— BEGIN EXTRACTED TEXT —

Published: Sept. 13, 2023

NASA LogoThree University of Colorado Boulder aerospace graduate students have been named 2023 Future Investigators in NASA Earth and Space Science and Technology (FINESST).

Nick Dietrich, Ben Hogan, Andrea Lopez, and Margaret Scott have each earned the grants, which provide up to $50,000 annually for three years to cover tuition, expenses, and student-designed research projects.

FINESST proposals must address goals relevant to NASA's science mission directorate divisions -- heliophysics, earth science, planetary science, or astrophysics. Each of CU Boulder's honorees are being recognized for heliophysics research, which covers the study of our sun and how it influences Earth’s space environment.

Find out more about each of our awardees and their specific research below:

Nick Dietrich

5th year PhD Student
Advisor: Tomoko Matsuo
Lab: Geospace Data Science Lab

Tracking and managing satellites and orbital debris in the low Earth orbit (LEO) environment becomes increasingly difficult during geomagnetic storms due to the impact of highly variable neutral density and the associated uncertainty on atmospheric drag. It is critical to advance understanding and physics-based modeling of storm-time dynamics and energetics of the ionosphere-thermosphere (I-T) system. However, the capabilities of current I-T models are limited due to model biases, as well as mis-specified model parameters and external forcing. These limitations stem from measurement gaps in the neutral states and a lack of incorporating available geospace observations into modeling. Reanalysis seeks to overcome these limitations by synthesizing physics-based model forecasts with observations using data assimilation (DA) approaches to enable a more complete depiction of the I-T system. The goal of my research is to advance understanding of the storm-time neutral density variability and improve LEO orbit positioning by developing a comprehensive I-T reanalysis field. I will achieve this reanalysis using new DA capabilities, established as part of my PhD research, that synthesizes NASA satellite data and other geospace observations along with using state-of-the-art magnetospheric forcing DA tools. I plan to make the reanalysis data products and their uncertainty publicly available to encourage community engagement.

Ben Hogan

4th Year PhD Student
Advisor: Xinlin Li
Lab: Laboratory for Atmospheric and Space Physics (LASP)

— END EXTRACTED TEXT —

**PARTS OF THE EXERCISE:**
**a.** In the FINESST awards announcement, how much funding does each grant provide?
**b.** Continue the FINESST awards announcement from where it stops.
The material after this point isn't needed for anything here.

— BEGIN SUPPLIED DATA —

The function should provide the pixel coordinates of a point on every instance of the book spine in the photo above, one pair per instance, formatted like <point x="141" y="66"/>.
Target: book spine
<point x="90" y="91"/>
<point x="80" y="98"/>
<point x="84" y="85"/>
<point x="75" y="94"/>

— END SUPPLIED DATA —

**SOLVED PROBLEMS:**
**a.** Up to $50,000 annually for three years.

**b.**
Earth’s outer radiation belt contains high energy “killer” electrons which can easily penetrate satellite shielding, damage space infrastructure, and threaten potential space travelers. Understanding the processes that govern the populations of these electrons and overall radiation belt system is critical. My work is focused on understanding events when rapid decreases develop in these killer electron populations at specific magnetic regions of space. Depending on the spatial location of these dropouts, they can contribute to splitting the Earth’s outer radiation and forming a three-belt structure around Earth, as first documented by LASP director Dan Baker using the REPT instrument onboard the recent flagship Van Allen Probes mission. Continued analysis of data from the detailed in-situ measurements made by the Van Allen Probes mission continues to provide a wealth of understanding of radiation belt populations, and my work will continue these efforts as we try to unveil the driving mechanisms of these electron dropouts. Using data from REPT, magnetometers onboard the Van Allen Probes mission, and quasi-linear wave particle interaction theory, we will investigate the potential contributions of EMIC waves (electromagnetic ion cyclotron waves) as a driver of this mechanism and quantify their contributions at locations not considered before.

Andrea Lopez

3rd Year PhD Student
Advisor: Hanspeter Schaub
Lab: Autonomous Vehicle Systems (AVS) lab

On-orbit, passive detection of objects in the vicinity of a spacecraft is a desirable capability for Space Situational Awareness applications, especially in orbit regions that are not illuminated by the Sun. Energetic electrons present in the space environment plasma interact with any object in space, and can excite the release of x-rays. My research investigates exploiting these naturally induced x-ray signals to detect space objects in the vicinity of a spacecraft and estimate their relative motion.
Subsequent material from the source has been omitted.